▸ Exercise description: Reproduce only the lines from the one containing "[(129, 266), (49, 297), (109, 434), (214, 386), (234, 326)]" through the end of the data, exactly as they stand.

▸ Supplied material:
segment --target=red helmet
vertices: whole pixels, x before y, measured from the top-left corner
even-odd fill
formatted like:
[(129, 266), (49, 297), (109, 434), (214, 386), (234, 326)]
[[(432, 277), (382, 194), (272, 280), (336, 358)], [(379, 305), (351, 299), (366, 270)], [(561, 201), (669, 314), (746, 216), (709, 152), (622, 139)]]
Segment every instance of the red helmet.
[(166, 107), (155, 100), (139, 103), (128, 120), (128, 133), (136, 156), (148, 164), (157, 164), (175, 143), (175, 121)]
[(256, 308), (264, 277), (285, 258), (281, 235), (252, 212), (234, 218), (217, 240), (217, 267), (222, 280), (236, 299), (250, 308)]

▸ Completed exercise:
[(129, 266), (49, 297), (109, 434), (214, 386), (234, 326)]
[[(432, 277), (382, 194), (272, 280), (336, 358)], [(379, 305), (351, 299), (366, 270)], [(561, 201), (669, 314), (746, 216), (709, 152), (622, 139)]]
Segment every instance of the red helmet.
[(166, 107), (155, 100), (139, 103), (128, 120), (128, 133), (136, 156), (148, 164), (157, 164), (175, 143), (175, 121)]
[(256, 308), (264, 277), (285, 258), (281, 235), (252, 212), (234, 218), (217, 240), (217, 267), (222, 280), (236, 299), (250, 308)]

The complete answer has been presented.